Data for this exercise:
▼

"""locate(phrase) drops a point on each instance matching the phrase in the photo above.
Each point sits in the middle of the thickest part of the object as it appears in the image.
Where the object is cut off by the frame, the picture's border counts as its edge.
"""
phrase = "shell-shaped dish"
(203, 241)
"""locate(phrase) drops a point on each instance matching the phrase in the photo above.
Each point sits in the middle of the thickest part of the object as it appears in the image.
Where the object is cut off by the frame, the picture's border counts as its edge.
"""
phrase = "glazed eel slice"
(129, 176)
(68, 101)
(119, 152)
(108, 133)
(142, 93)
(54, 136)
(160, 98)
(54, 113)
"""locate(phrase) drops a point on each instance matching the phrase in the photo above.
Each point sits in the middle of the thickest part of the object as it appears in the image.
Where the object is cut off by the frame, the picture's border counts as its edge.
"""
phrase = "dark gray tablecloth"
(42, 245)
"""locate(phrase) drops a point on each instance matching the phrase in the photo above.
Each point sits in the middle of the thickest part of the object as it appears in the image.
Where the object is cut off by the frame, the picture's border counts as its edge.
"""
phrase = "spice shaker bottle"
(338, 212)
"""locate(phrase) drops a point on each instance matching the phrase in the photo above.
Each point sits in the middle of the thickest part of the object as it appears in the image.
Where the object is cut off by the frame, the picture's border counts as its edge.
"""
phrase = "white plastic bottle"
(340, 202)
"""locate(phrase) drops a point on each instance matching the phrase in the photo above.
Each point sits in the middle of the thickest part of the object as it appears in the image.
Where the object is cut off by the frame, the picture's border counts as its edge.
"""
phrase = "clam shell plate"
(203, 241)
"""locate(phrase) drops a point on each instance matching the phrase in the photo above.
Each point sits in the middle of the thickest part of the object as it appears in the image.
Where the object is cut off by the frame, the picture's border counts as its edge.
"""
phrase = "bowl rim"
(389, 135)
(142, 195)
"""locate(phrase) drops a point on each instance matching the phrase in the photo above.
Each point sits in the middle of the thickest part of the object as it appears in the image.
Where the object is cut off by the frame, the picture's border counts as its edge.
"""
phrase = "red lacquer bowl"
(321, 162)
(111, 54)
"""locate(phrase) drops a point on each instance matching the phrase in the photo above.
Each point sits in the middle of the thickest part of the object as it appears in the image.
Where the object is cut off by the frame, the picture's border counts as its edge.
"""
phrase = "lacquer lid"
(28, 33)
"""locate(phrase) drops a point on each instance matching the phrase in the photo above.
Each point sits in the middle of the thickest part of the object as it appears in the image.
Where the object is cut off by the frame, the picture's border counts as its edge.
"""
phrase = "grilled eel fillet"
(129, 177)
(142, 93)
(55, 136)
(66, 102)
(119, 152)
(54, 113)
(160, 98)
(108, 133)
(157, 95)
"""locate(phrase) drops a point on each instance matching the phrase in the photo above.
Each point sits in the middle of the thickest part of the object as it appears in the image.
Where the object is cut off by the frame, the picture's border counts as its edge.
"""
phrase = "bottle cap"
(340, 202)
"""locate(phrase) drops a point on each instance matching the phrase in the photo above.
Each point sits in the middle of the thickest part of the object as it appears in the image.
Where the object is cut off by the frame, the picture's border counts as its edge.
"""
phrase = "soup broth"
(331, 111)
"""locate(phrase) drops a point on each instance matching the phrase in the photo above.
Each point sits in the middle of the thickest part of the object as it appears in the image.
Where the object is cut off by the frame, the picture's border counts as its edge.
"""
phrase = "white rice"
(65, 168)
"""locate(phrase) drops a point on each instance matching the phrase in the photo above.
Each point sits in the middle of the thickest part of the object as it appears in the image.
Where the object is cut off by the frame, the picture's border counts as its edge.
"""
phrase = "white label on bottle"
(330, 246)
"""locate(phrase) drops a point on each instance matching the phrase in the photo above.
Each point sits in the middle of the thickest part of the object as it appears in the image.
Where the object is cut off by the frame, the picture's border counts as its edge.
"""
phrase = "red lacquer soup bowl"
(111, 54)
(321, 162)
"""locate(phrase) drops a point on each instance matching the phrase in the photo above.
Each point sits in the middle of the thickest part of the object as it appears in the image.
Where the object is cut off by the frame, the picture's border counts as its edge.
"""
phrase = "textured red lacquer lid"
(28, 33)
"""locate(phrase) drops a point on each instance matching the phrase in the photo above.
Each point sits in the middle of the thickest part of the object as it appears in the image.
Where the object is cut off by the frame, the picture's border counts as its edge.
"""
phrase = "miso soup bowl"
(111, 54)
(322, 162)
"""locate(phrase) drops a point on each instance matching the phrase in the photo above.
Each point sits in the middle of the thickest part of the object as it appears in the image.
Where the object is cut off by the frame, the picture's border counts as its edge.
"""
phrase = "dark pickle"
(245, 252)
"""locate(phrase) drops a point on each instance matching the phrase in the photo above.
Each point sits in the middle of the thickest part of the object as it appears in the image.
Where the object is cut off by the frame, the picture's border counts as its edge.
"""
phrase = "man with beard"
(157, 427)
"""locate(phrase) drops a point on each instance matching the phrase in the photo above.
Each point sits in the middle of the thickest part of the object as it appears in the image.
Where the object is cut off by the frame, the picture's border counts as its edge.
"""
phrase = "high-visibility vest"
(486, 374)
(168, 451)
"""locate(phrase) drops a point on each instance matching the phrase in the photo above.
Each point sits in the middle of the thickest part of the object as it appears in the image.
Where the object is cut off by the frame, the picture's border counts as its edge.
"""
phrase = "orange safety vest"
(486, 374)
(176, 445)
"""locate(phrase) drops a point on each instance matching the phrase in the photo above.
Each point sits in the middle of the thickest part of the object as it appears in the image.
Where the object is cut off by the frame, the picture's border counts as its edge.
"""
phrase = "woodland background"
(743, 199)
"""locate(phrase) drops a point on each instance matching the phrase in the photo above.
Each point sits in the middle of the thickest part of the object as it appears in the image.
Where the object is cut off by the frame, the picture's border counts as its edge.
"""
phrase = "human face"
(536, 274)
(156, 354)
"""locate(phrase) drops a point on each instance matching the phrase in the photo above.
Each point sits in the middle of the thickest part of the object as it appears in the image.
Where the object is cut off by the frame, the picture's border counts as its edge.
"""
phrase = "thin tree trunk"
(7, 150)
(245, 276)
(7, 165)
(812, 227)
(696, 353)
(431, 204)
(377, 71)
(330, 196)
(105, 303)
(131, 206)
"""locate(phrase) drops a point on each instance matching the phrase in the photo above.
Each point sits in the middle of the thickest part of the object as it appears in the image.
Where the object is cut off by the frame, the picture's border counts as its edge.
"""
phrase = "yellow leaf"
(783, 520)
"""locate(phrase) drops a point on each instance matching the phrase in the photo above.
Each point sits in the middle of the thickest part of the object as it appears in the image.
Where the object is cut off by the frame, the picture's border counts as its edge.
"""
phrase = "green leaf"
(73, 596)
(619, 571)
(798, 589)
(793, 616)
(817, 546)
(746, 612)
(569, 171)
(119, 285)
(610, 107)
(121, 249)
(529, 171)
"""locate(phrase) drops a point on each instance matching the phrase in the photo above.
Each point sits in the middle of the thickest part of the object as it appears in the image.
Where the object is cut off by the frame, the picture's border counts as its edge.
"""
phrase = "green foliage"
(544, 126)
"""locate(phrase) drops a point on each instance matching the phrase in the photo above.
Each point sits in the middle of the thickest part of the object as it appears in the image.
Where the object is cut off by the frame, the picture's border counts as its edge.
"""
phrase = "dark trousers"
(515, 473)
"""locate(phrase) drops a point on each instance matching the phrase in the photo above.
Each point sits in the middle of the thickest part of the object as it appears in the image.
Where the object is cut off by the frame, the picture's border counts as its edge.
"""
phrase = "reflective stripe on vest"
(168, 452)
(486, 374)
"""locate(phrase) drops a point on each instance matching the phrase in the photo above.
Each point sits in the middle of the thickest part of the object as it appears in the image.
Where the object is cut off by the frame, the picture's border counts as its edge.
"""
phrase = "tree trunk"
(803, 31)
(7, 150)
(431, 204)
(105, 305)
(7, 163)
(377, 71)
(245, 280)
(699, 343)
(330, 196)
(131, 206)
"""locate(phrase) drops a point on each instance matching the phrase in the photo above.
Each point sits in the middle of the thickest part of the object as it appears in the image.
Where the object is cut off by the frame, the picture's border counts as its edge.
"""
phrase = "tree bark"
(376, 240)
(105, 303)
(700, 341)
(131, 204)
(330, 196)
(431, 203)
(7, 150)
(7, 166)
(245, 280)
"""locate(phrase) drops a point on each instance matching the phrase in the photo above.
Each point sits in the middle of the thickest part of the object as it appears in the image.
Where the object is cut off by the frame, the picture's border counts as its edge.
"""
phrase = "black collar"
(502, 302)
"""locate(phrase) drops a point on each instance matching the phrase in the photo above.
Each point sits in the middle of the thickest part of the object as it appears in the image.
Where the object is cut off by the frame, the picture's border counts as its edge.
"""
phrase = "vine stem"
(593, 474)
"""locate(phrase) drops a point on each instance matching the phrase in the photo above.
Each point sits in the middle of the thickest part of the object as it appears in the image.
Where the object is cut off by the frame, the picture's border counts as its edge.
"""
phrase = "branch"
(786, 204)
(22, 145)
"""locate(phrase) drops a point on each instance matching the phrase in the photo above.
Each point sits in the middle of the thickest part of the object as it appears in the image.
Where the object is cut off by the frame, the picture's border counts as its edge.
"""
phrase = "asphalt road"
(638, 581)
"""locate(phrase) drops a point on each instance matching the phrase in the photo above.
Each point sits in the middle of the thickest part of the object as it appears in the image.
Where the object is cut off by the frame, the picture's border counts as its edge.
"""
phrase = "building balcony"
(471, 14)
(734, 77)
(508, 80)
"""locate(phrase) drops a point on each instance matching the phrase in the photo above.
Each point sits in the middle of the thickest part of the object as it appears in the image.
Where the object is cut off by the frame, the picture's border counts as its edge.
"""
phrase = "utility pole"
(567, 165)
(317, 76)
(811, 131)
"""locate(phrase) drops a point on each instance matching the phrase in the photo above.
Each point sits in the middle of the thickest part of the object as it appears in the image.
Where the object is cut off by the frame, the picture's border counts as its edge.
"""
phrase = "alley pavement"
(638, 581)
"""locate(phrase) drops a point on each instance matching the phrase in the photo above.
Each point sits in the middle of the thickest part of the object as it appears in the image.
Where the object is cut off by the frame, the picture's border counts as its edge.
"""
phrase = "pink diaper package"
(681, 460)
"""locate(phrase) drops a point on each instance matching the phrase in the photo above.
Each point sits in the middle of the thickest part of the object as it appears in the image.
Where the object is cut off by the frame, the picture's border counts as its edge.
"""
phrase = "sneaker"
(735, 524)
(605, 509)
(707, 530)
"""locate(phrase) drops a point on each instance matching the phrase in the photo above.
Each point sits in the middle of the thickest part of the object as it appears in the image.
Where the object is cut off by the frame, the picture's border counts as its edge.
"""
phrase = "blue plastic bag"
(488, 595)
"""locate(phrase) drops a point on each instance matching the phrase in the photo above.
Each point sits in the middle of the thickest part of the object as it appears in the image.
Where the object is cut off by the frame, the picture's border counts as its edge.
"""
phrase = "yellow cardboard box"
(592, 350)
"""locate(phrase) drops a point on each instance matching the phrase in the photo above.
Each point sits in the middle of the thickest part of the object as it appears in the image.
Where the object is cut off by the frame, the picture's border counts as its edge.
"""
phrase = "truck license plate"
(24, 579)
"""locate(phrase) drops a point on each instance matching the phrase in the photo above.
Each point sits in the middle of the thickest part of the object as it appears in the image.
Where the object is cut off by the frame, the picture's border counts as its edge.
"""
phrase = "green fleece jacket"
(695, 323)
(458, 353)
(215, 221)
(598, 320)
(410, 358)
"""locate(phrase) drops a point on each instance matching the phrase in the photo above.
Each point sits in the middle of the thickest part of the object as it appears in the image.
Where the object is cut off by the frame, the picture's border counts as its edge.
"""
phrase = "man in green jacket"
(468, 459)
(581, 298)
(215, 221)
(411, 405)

▲

Exercise:
Count the lines in the items above that contain the word "soup", matching case exactly, and reply with only that number.

Answer to the task:
3